**Stated exercise**
Return all the data, word for word.
----- Material supplied
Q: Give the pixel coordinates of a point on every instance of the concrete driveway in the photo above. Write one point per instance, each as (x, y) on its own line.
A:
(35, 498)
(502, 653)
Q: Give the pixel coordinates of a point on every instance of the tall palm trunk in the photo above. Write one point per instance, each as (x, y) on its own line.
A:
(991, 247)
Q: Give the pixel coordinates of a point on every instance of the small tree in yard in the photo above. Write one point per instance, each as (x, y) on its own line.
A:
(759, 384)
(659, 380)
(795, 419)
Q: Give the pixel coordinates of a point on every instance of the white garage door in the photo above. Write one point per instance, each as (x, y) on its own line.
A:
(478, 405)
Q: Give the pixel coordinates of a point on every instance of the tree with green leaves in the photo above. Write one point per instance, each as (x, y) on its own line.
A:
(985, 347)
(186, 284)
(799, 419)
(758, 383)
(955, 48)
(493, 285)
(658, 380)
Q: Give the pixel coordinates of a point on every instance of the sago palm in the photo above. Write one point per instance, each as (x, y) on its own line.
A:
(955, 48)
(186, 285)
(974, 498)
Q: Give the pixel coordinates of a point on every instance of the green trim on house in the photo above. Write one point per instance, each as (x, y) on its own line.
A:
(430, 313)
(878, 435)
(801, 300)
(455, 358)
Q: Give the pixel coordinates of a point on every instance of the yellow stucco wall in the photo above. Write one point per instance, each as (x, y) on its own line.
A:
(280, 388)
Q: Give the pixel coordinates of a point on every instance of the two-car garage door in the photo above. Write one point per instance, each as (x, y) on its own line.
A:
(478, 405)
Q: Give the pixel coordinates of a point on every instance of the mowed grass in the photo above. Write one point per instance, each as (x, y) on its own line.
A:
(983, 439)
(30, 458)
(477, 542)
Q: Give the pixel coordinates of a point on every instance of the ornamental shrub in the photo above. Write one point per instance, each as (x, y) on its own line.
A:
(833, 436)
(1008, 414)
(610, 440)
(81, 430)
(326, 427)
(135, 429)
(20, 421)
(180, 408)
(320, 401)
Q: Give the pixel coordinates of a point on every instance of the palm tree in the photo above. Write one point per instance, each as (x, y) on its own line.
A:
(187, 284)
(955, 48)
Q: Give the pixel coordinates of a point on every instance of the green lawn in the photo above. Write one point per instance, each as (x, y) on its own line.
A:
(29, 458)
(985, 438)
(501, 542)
----------
**Solution**
Q: Give the pixel coordinates of a point on every instance of the concrete driveway in the photo above. Write one point per instance, each as (x, y) on its own line.
A:
(35, 498)
(502, 653)
Q: Give the pixel coordinates of a point on every instance of the tall palm trunk in the photo above. Write one point per instance, each as (x, y) on its own line.
A:
(991, 247)
Q: Give the pixel coordinates of a point on every instance of the small tree in yard in the photo above. Write one point per instance, each as (x, y) on its own line.
A:
(759, 384)
(659, 380)
(795, 419)
Q: Give the pixel coordinates of a point on every instance of the white garage door in the photo above. Write one point per instance, each as (x, y) on its own line.
A:
(478, 405)
Q: Give the pixel coordinates of a point on every instance of the tree with green leaves in the photo above. Write one point per instance, each as (x, y) on its own line.
A:
(985, 347)
(186, 284)
(799, 419)
(758, 383)
(955, 48)
(493, 285)
(658, 380)
Q: Give the pixel coordinates of a point on every instance of the sago palm in the photo above. Write one point per instance, each as (x, y) on its own line.
A:
(955, 48)
(186, 285)
(974, 498)
Q: Give the pixel coordinates of a point on every instance of the green trim on house in the photo above. Write one point per instance, each as (x, y) on its own line.
A:
(430, 313)
(878, 435)
(801, 300)
(455, 358)
Q: Give the pixel coordinates of a point on every instance of the yellow stucco wall in the photo above. Write one point per instance, each as (x, y) on its own line.
A:
(280, 388)
Q: Give the pixel coordinates of a point on every instance of the two-car garage door in the photo above. Write one point per instance, each as (x, y) on its own line.
A:
(478, 405)
Q: Give the pixel coordinates of a point on every instance of the mowed grass in the photo above. Write one point per instance, each as (x, y) on its own line.
A:
(983, 439)
(30, 458)
(477, 542)
Q: Give the pixel coordinates of a point on every instance of the ornamental shrub in the photo above. Write one point per instance, each as (x, y) on its own line.
A:
(833, 436)
(1008, 414)
(610, 440)
(81, 430)
(326, 427)
(135, 429)
(20, 421)
(180, 408)
(320, 401)
Q: Give the pixel coordinates of a point on every instance of the palm tree in the photo above. Write one point per instance, each as (x, y) on its own line.
A:
(187, 284)
(955, 48)
Q: Give the pixel coordinates of a point on every instance of the green lawn in the photo above. Write one point per instance, each as (x, y) on its own line.
A:
(29, 458)
(985, 438)
(501, 542)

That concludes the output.